> [EXTRACT PROVIDED]
---

Next Generation Cryptography

The news that many of us in the cryptographic community have been waiting for has arrived. On Aug 13th, 2024, the National Institute of Science and Technology (NIST) released Post-Quantum Cryptographic (PQC) standards for 3 algorithms. Unlike currently used public-key cryptographic algorithms, these new PQC algorithms, which can still be run on conventional computers, will not be vulnerable to attacks deployed on future large-scale quantum computers.  

NIST’s PQC algorithms should not just be thought of as being secure against attacks using quantum computers; they are believed to be secure against any potential attack. It is not foreseeable that anyone could build a computer that could be used to break one of NIST’s newly standardized PQC algorithms. They are the next generation of public-key cryptography. They are cryptographic standards that will become ubiquitous.

NIST PQC Standardization Process

While these standards may seem as though they are introducing new cryptography, the algorithms are in fact a product of decades of academic research, combined with NIST’s intensive multi-year process designed to weed out any insecure algorithms.  

NIST’s process to find PQC replacements started nearly a decade ago, back in 2016, with a call for proposals for both Key Encapsulation Mechanisms (KEM) for key establishment and digital signature algorithms for authentication. In 2017, there were 69 ‘complete and proper’ submissions for the NIST PQC standardization process. Since then, through multiple rounds of intense scrutiny, NIST has repeatedly narrowed the field of candidates until they were left with a few remaining algorithms.

The algorithms they have standardized are:

  • Module-Lattice-Based Key-Encapsulation Mechanism (ML-KEM) defined in FIPS 203.
  • Module-Lattice-Based Digital Signature (ML-DSA) defined in FIPS 204.
  • Stateless Hash-Based Digital Signature (SLH-DSA) defined in FIPS 205.

Use-Cases of each Algorithms

ML-KEM and ML-DSA are:

  • Trustworthy: The NSA has recommended them as stand-alone algorithms, although a hybrid solution with classical cryptography is possible for those wanting additional security.
  • Easy to Implement: These lattice-based algorithms require only a small amount of knowledge of linear algebra and abstract algebra to implement. Unlike FALCON, an algorithm that NIST plans on standardizing, ML-KEM and ML-DSA do not require floating-point arithmetic, which is difficult to implement securely. Unlike the stateful hash-based algorithms LMS and XMSS, none of these new algorithms require managing a state (that is, the private key does not need to be updated after each signature).
  • General Purpose: These algorithms have reasonable key sizes and are efficient, making them the favoured go-to algorithms for non-specialized applications.

SLH-DSA is:

  • Hash Function as a Building Block: This is an algorithm that researchers at InfoSec Global helped develop. The algorithm SLH-DSA uses a well-known cryptographic hash function, either SHA2 or SHAKE, as a building block. As most systems have secure implementations, and in many cases secure hardware implementations of SHA2 or SHAKE, this simplifies the code base for SLH-DSA.
  • Well-Understood Security: Unlike classical public-key cryptography, the hash functions SHA2 and SHAKE are not believed to be vulnerable to quantum attacks provided sufficiently large parameters are used. Moreover, the overall confidence in the classical and quantum security of the hash-functions SHA2 and SHAKE is transferred to SLH-DSA. Although SLH-DSA is less efficient than ML-DSA, for hardware applications that are difficult to reach and update, for example, it might be worth taking the performance penalty to implement SLH-DSA to gain the added confidence in its long-term security.

---

> [GIVEN EXERCISE A] Print the passage of the post-quantum cryptography article from "The algorithms they" up to and including "wanting additional security.".
The article and the entries have no connection to each other.

Excerpt from a dataset
---

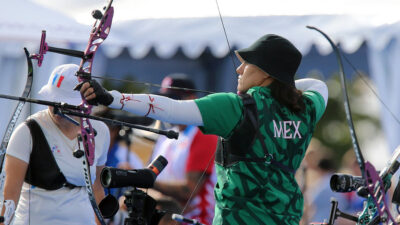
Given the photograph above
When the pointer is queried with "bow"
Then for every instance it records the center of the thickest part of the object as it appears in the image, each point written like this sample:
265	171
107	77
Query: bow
99	33
375	183
13	121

---

> [GIVEN EXERCISE B] Please turn the lines of the entries into a Markdown table with the columns No. and Line, giving each line a row number and leaving out blank lines and the pictures.

> [TASK ANSWER A]
The algorithms they have standardized are:

  • Module-Lattice-Based Key-Encapsulation Mechanism (ML-KEM) defined in FIPS 203.
  • Module-Lattice-Based Digital Signature (ML-DSA) defined in FIPS 204.
  • Stateless Hash-Based Digital Signature (SLH-DSA) defined in FIPS 205.

Use-Cases of each Algorithms

ML-KEM and ML-DSA are:

  • Trustworthy: The NSA has recommended them as stand-alone algorithms, although a hybrid solution with classical cryptography is possible for those wanting additional security.

> [TASK ANSWER B]
| No. | Line |
|---|---|
| 1 | Given the photograph above |
| 2 | When the pointer is queried with "bow" |
| 3 | Then for every instance it records the center of the thickest part of the object as it appears in the image, each point written like this sample: |
| 4 | 265	171 |
| 5 | 107	77 |
| 6 | Query: bow |
| 7 | 99	33 |
| 8 | 375	183 |
| 9 | 13	121 |